YOUR INSTRUCTIONS: Find every line in the records that contains the word "shown" and copy each of those lines.

(Stored data records)
↓

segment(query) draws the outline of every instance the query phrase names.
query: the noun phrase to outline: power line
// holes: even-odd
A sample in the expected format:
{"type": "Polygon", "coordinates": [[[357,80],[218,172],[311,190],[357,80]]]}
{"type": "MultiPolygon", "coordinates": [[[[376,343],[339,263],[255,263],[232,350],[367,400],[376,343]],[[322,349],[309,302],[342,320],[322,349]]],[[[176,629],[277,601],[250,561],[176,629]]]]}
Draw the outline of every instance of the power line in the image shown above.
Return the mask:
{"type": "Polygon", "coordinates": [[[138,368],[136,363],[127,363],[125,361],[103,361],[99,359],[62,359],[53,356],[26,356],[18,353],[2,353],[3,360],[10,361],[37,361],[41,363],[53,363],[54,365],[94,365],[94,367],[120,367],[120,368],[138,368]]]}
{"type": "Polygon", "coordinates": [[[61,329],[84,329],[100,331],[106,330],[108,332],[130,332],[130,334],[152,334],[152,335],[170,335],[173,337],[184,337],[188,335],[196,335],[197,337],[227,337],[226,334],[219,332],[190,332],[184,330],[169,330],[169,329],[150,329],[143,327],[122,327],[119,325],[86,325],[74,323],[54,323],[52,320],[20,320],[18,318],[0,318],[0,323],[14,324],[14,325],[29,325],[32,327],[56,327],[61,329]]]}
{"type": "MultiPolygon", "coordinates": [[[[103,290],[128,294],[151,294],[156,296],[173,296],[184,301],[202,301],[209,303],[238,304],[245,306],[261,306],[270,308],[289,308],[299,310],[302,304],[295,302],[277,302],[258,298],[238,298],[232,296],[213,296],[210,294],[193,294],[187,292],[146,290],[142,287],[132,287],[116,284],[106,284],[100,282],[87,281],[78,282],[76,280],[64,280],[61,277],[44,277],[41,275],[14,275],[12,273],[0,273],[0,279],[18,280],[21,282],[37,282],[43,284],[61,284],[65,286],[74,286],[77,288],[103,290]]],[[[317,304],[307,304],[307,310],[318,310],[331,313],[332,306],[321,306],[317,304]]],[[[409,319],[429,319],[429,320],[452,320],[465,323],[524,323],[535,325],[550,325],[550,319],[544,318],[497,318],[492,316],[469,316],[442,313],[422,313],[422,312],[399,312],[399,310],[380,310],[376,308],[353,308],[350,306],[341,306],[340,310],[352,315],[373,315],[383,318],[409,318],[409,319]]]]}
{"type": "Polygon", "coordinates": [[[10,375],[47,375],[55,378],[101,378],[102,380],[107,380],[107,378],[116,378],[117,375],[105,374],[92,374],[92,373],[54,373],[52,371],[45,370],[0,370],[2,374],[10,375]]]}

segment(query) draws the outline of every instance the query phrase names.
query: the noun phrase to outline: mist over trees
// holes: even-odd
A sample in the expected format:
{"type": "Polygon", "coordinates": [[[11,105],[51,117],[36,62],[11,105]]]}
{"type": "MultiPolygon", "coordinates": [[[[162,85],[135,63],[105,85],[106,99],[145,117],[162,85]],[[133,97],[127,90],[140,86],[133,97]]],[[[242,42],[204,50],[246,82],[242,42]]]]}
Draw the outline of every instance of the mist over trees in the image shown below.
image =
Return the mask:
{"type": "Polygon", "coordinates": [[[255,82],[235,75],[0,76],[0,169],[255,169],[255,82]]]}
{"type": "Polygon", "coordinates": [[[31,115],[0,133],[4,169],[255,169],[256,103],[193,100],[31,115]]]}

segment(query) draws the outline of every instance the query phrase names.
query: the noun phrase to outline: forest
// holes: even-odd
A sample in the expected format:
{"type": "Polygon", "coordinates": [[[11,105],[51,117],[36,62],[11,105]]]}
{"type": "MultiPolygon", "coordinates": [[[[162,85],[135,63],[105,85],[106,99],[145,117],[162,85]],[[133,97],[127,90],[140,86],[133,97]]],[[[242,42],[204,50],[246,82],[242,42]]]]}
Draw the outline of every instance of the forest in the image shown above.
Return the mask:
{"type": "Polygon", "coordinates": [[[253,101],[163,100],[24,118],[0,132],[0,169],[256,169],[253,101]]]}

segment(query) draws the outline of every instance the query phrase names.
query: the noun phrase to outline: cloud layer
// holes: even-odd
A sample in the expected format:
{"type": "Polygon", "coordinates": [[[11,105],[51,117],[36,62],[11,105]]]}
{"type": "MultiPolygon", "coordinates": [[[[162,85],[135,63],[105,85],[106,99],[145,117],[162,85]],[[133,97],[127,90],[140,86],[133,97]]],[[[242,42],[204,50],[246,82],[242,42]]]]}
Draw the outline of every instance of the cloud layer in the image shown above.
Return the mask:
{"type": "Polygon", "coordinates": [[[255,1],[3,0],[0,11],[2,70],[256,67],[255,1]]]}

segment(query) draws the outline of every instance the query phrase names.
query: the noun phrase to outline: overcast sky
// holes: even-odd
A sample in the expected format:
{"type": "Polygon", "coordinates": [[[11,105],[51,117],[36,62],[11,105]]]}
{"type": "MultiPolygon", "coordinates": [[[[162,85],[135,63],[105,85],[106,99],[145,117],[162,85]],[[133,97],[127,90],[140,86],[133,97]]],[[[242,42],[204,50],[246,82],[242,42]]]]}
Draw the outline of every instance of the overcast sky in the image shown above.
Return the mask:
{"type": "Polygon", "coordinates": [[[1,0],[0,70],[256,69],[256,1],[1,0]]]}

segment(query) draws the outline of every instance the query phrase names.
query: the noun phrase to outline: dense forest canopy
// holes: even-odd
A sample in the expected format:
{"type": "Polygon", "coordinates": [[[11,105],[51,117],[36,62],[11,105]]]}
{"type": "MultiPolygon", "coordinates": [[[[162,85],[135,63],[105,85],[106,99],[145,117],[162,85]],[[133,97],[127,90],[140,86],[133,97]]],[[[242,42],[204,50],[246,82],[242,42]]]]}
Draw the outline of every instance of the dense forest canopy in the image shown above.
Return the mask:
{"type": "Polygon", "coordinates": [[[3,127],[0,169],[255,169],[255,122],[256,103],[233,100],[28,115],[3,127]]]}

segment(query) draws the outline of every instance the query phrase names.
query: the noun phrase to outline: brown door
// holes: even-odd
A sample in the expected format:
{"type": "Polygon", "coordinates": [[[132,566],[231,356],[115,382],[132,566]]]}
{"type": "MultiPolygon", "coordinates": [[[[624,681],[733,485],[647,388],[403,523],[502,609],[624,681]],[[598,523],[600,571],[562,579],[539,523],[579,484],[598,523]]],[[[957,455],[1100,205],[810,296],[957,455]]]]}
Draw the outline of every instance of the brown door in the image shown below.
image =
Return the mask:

↑

RESPONSE TO THE TASK:
Draw the outline of every instance of the power line in the image shown above.
Draw the outline of every instance of the mist over trees in the image shown below.
Draw the outline of every instance of the forest in the image shown above.
Draw the outline of every instance of the cloud layer in the image shown above.
Draw the outline of every instance of the overcast sky in the image shown above.
Draw the outline of every instance of the dense forest canopy in the image shown above.
Draw the outline of every instance of the brown door in the image shown below.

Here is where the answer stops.